• _Input for this task_
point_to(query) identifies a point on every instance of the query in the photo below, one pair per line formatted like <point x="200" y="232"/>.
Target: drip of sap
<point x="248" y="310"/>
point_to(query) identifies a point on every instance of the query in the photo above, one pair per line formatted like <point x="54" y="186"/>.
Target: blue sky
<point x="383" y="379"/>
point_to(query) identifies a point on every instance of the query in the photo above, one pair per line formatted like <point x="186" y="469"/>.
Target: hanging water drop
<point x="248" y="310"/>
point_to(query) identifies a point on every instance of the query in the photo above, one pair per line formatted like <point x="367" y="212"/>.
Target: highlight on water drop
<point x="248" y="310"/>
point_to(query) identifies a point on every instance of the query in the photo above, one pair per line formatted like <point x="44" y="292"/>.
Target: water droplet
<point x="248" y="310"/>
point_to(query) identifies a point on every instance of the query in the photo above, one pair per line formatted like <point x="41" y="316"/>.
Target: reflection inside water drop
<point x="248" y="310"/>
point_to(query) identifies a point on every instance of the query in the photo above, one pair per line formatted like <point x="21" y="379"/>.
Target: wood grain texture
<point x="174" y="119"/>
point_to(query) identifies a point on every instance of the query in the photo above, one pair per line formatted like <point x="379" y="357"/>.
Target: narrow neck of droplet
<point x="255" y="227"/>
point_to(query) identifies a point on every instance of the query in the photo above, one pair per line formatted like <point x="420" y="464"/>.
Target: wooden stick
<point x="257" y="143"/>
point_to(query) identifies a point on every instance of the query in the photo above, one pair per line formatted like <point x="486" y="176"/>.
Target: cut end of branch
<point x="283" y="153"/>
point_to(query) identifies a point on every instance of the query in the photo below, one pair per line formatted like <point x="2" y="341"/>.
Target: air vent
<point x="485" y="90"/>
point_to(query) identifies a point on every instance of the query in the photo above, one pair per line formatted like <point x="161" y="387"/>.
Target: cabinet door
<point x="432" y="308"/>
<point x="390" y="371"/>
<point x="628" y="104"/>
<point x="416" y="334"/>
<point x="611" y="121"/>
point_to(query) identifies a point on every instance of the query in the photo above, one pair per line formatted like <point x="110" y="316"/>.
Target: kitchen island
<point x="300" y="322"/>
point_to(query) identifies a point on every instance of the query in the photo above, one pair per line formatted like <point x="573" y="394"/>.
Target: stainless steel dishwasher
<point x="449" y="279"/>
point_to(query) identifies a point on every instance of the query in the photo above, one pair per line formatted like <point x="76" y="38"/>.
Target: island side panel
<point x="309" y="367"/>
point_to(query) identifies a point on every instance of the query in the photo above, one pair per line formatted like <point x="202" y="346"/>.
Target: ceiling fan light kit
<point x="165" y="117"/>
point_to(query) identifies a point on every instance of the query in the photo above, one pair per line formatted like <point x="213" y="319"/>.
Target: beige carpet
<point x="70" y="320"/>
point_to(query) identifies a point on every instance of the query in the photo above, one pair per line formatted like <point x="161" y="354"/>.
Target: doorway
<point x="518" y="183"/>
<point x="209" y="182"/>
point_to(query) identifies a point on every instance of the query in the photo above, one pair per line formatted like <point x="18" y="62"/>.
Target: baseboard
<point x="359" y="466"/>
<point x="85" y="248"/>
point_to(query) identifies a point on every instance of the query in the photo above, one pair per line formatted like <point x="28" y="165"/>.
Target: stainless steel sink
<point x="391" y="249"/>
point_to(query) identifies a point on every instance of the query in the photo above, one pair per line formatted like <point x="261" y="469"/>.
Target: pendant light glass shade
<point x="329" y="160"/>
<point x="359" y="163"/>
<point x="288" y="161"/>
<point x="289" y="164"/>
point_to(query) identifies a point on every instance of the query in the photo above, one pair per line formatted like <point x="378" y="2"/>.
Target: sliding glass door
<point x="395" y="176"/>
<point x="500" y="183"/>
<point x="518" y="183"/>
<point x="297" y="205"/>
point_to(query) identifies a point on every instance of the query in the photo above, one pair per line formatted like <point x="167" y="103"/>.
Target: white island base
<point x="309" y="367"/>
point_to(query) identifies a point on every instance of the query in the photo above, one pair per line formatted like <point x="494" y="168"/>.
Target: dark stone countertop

• _Description of the task_
Return the whole listing exactly, with every line included.

• _Full solution_
point_to(query) identifies a point on every instance of the query in the photo below, one pair per line formatted like <point x="200" y="232"/>.
Target: drip of sap
<point x="248" y="310"/>
point_to(query) identifies a point on every instance of the query in the photo above, one pair per line formatted like <point x="54" y="186"/>.
Target: blue sky
<point x="383" y="379"/>
point_to(query) identifies a point on every instance of the query in the photo above, one pair per line formatted like <point x="186" y="469"/>.
Target: hanging water drop
<point x="248" y="310"/>
point_to(query) identifies a point on every instance of the query in the photo above, one pair per line formatted like <point x="367" y="212"/>.
Target: highlight on water drop
<point x="248" y="310"/>
point_to(query) identifies a point on every instance of the query in the photo above, one pair per line formatted like <point x="44" y="292"/>.
Target: water droplet
<point x="248" y="310"/>
point_to(query) identifies a point on every instance of the query in the photo above, one pair per line formatted like <point x="41" y="316"/>.
Target: reflection inside water drop
<point x="248" y="310"/>
point_to(query) identifies a point on every instance of the query in the photo above, one pair per line formatted like <point x="21" y="379"/>.
Target: wood grain texture
<point x="174" y="119"/>
point_to(query) identifies a point on every instance of the query in the photo above, one pair per line formatted like <point x="379" y="357"/>.
Target: narrow neck of droplet
<point x="255" y="227"/>
point_to(query) identifies a point on every instance of the query in the photo above, one pair per line formatted like <point x="420" y="464"/>.
Target: wooden stick
<point x="257" y="143"/>
point_to(query) identifies a point on every instance of the query in the photo above, one pair per line formatted like <point x="486" y="176"/>.
Target: cut end of branch
<point x="283" y="153"/>
point_to(query) identifies a point on every instance of the query in the photo below, one pair per line formatted like <point x="2" y="341"/>.
Target: air vent
<point x="485" y="90"/>
point_to(query) identifies a point on every instance of the query in the photo above, one pair per line formatted like <point x="161" y="387"/>.
Target: cabinet door
<point x="432" y="308"/>
<point x="390" y="371"/>
<point x="628" y="104"/>
<point x="416" y="334"/>
<point x="611" y="121"/>
point_to(query) identifies a point on every instance of the query in the photo above, one pair per line formatted like <point x="110" y="316"/>.
Target: kitchen island
<point x="300" y="322"/>
point_to(query) identifies a point on every instance of the query in the photo above, one pair per line formatted like <point x="573" y="394"/>.
Target: stainless steel dishwasher
<point x="449" y="279"/>
point_to(query) identifies a point on every instance of the query in the photo above, one pair per line formatted like <point x="76" y="38"/>.
Target: island side panel
<point x="309" y="367"/>
point_to(query) identifies a point on every instance of the query in the photo above, one pair per line formatted like <point x="202" y="346"/>.
Target: ceiling fan light kit
<point x="165" y="117"/>
point_to(query) identifies a point on every instance of the query in the photo above, one pair per line formatted like <point x="213" y="319"/>.
Target: beige carpet
<point x="70" y="320"/>
point_to(query) identifies a point on every instance of the query in the photo above, one pair per line formatted like <point x="161" y="354"/>.
Target: doorway
<point x="518" y="183"/>
<point x="209" y="182"/>
point_to(query) identifies a point on every instance of the query in the photo above, one pair per line formatted like <point x="18" y="62"/>.
Target: baseboard
<point x="359" y="466"/>
<point x="85" y="248"/>
point_to(query) identifies a point on every instance of the query in the photo above, one pair per line formatted like <point x="28" y="165"/>.
Target: stainless steel sink
<point x="391" y="249"/>
point_to(query) identifies a point on every instance of the query in the photo above, one pair per line formatted like <point x="261" y="469"/>.
Target: pendant light glass shade
<point x="329" y="160"/>
<point x="359" y="163"/>
<point x="288" y="161"/>
<point x="289" y="164"/>
point_to(query) identifies a point on every instance of the query in the photo above, one pair per line formatted like <point x="378" y="2"/>.
Target: sliding glass door
<point x="395" y="176"/>
<point x="500" y="183"/>
<point x="518" y="183"/>
<point x="297" y="205"/>
point_to(query) identifies a point on every instance of the query in the photo above, one pair per line formatted like <point x="167" y="103"/>.
Target: white island base
<point x="309" y="367"/>
point_to(query) identifies a point on every instance of the query in the photo above, one pair per line formatted like <point x="494" y="168"/>.
Target: dark stone countertop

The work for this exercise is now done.